GIVEN PASSAGE.
However, these topics are apparently unavoidable in modern discourse, dominating everything from teenagers' social media, to public forums of debate, to political campaigns and corporate boardrooms. Changes in our gender attitudes and practices have profound effects on our most intimate and meaningful relationships, patterns of child-rearing, and most deeply held personal values. Consequently, any changes face immense resistance, whatever those changes might be.

But even the advocates of change cannot escape the dynamics of taboo and repression that have dominated the debates about gender and sexuality. While modernization is thought to bring with it a general loosening of attitudes to allow practices such as premarital sex or same-sex marriage previously thought taboo, modernization does not simply lead to more freedom but necessarily introduces new prohibitions. In the first place, practices such as veiling and female circumcision clearly become suspect, if not criminal, from a modern perspective. Other practices such as male circumcision and polygamy are banned. Consequently, the ordering of gender and sexual relations cannot be understood as an issue of freedom vs. repression but is rather about the way the broader issues of human order manifest themselves in the prohibitions and obligations that structure the profoundest areas of our lives. Far from being marginal issues, gender and sexuality are central to who we are as human beings, forming basic components of our existential and ontological nature and status.

Moreover, decisions about what to mandate and what to prohibit do not generally come from political authorities but emanate from individuals and their attitudes about what is right and wrong, indicating the degree to which such attitudes are inseparable from how we see ourselves as moral agents as well as the deep incompatibilities across cultures and within cultures. Gender relations are not only the stuff of everyday life. They form the context for the expression of our deepest moral convictions.

Yet, in spite of the high stakes of such issues and decisions, the vast and often radical shifts in social attitudes, norms, and institutional rules about gender and sexuality taking place today are, in spite of their ubiquity, paradoxically unmentionable. One can celebrate progressive changes but scarcely analyze or question them without considerable risk. Why is it that issues of life and death—those that involve families going to food banks, minorities threatened with genocide, countries at risk of being swallowed by the waves—are "up for debate," but matters of who you sleep with, what you wear, and what pronouns you employ should be taboo subjects, unavailable to intellectual scrutiny? As modern as the current changes in Western societies seem to be, they tend to be shrouded within the same taboos that have protected the older practices that are being overturned.

DATASET ROWS.
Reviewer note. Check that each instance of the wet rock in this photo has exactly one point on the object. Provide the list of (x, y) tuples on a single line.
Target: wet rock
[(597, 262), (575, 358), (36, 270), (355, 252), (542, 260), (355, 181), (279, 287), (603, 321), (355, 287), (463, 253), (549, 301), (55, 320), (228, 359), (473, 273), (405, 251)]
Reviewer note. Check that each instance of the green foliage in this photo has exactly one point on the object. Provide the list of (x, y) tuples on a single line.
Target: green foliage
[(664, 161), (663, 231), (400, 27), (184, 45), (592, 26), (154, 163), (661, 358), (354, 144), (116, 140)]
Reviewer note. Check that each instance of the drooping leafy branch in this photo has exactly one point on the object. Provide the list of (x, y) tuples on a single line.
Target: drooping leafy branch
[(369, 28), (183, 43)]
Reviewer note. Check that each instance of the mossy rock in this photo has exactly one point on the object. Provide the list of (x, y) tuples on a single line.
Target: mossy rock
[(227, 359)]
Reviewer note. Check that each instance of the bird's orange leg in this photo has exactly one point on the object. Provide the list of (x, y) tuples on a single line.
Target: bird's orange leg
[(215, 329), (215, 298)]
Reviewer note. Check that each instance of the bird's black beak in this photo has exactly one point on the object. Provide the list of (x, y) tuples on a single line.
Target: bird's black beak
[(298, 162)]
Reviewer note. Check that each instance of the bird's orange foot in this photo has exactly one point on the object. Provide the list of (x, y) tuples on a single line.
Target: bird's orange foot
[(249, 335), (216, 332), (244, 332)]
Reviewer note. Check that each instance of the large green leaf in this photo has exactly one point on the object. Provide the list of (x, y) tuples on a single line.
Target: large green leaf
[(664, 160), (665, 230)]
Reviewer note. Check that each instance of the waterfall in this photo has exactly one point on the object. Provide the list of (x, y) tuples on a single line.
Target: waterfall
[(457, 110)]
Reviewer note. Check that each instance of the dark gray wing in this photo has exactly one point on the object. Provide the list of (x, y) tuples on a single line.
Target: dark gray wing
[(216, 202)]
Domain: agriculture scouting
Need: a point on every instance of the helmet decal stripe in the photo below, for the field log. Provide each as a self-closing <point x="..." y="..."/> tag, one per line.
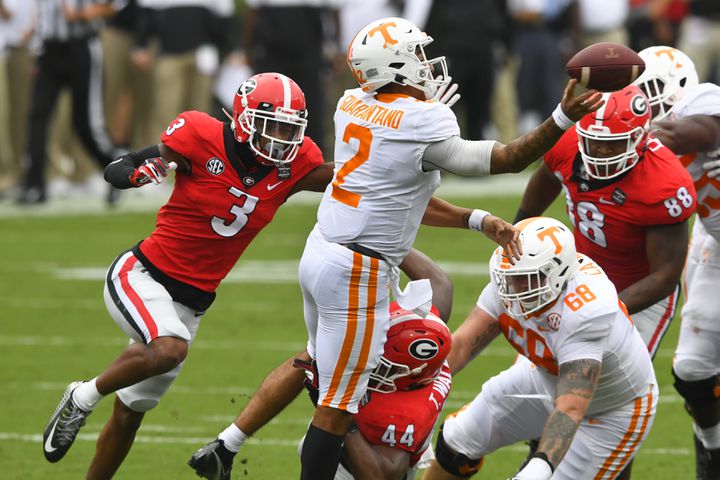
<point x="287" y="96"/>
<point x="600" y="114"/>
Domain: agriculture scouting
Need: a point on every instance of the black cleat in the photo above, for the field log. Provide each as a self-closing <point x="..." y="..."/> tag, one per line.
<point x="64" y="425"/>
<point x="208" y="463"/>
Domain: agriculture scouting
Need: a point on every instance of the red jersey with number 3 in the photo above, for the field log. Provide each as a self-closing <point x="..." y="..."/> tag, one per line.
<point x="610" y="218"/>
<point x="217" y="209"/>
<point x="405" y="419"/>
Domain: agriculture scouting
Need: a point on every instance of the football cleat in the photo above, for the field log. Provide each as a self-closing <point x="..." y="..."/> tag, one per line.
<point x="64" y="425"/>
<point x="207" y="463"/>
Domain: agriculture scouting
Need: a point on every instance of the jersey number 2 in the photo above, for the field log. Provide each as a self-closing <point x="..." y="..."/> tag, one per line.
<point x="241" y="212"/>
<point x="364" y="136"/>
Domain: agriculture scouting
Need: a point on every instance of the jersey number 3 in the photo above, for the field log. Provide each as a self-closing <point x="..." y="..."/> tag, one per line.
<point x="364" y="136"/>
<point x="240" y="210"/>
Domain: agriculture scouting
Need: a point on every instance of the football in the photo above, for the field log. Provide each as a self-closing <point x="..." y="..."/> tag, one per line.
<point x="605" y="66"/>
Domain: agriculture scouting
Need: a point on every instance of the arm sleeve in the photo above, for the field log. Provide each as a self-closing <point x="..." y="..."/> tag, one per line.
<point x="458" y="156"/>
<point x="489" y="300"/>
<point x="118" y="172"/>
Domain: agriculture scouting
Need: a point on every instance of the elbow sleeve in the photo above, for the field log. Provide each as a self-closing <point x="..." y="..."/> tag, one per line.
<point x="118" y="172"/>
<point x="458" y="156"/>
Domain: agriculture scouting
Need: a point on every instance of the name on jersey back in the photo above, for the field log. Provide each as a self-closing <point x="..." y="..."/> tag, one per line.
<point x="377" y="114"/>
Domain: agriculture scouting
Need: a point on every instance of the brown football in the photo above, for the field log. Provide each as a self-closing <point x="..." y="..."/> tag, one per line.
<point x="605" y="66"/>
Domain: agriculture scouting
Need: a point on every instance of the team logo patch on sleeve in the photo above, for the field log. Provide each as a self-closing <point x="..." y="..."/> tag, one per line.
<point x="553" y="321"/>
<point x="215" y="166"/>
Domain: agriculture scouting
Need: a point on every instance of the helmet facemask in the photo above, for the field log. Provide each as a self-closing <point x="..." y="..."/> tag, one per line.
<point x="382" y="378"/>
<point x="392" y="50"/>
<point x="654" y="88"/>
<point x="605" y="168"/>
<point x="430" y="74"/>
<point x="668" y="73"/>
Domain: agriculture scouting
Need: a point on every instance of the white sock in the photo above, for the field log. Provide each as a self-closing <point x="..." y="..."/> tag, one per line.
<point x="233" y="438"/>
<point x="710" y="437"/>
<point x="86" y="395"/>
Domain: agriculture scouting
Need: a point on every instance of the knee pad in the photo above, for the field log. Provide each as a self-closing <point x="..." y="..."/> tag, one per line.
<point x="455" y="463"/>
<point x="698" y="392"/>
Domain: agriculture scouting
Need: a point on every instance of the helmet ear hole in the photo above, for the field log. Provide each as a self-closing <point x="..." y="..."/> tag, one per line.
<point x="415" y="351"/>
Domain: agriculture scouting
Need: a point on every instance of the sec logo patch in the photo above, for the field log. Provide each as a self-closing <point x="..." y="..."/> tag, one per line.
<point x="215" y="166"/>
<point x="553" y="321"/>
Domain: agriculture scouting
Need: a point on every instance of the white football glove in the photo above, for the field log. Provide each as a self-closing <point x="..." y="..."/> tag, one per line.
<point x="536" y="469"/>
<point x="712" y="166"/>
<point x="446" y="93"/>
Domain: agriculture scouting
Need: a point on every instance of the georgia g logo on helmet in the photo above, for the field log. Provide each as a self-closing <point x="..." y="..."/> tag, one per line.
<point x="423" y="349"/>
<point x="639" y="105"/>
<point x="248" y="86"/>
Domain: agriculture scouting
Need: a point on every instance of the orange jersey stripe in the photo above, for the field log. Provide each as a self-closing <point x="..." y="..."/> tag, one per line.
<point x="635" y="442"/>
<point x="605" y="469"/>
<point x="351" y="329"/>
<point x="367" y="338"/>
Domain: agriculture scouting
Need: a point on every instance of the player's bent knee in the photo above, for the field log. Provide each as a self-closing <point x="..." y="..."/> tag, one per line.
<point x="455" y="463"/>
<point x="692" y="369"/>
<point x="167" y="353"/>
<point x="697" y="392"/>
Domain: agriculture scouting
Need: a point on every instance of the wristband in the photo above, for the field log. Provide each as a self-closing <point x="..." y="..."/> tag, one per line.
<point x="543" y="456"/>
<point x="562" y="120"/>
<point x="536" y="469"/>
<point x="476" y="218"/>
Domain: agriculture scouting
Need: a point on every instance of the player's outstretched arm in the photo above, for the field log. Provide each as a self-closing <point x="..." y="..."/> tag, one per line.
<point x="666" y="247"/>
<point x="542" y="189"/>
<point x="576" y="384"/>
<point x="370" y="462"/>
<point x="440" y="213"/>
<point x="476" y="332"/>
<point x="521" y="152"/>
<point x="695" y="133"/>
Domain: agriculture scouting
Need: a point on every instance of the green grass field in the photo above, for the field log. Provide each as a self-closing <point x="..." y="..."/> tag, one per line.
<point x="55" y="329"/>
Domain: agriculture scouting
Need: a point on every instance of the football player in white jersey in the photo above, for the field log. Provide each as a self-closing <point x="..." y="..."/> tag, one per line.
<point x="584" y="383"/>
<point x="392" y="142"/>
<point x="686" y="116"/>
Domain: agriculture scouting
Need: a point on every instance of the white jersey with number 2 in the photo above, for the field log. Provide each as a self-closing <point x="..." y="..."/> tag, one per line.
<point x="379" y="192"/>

WHAT YOU NEED TO DO. Repeat the passage on gender and sexuality word for word, starting with "Moreover, decisions about" and going on through "deepest moral convictions.". The data stands apart from the passage on gender and sexuality.

FINISHED TASK.
Moreover, decisions about what to mandate and what to prohibit do not generally come from political authorities but emanate from individuals and their attitudes about what is right and wrong, indicating the degree to which such attitudes are inseparable from how we see ourselves as moral agents as well as the deep incompatibilities across cultures and within cultures. Gender relations are not only the stuff of everyday life. They form the context for the expression of our deepest moral convictions.